> [Task requirements]: Take every line from the listing below that contains "person".

> [Source data]:
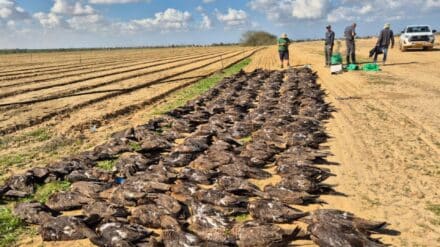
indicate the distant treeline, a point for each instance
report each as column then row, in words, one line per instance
column 18, row 51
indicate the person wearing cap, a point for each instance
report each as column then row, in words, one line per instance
column 386, row 37
column 350, row 34
column 283, row 49
column 329, row 43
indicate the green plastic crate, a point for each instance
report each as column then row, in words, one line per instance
column 336, row 59
column 371, row 67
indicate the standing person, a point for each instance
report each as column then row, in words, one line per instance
column 283, row 49
column 329, row 43
column 350, row 34
column 386, row 37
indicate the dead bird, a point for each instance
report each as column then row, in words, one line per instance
column 178, row 159
column 167, row 202
column 194, row 144
column 25, row 184
column 239, row 168
column 149, row 215
column 63, row 228
column 257, row 234
column 333, row 234
column 271, row 211
column 112, row 148
column 198, row 176
column 238, row 186
column 209, row 224
column 154, row 142
column 130, row 163
column 184, row 190
column 134, row 192
column 316, row 174
column 215, row 157
column 89, row 189
column 347, row 219
column 120, row 234
column 302, row 183
column 34, row 212
column 289, row 196
column 220, row 198
column 93, row 174
column 104, row 210
column 67, row 200
column 175, row 237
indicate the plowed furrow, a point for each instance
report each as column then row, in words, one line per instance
column 73, row 107
column 92, row 71
column 95, row 67
column 118, row 73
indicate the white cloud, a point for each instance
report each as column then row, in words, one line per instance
column 310, row 9
column 93, row 22
column 49, row 20
column 116, row 1
column 9, row 10
column 200, row 9
column 170, row 19
column 233, row 17
column 433, row 3
column 206, row 22
column 71, row 7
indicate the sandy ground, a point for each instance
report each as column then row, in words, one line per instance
column 70, row 133
column 385, row 137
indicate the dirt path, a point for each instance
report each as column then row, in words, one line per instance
column 386, row 133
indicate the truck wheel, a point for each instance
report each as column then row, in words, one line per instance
column 402, row 48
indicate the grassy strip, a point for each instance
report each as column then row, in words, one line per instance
column 191, row 92
column 46, row 190
column 107, row 165
column 10, row 227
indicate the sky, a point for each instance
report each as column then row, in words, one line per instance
column 37, row 24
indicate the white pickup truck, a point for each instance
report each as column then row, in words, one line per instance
column 417, row 36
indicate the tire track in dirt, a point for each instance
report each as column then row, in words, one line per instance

> [Solution]:
indicate the person wearing cap, a point for each instance
indicate the standing person, a point for each instance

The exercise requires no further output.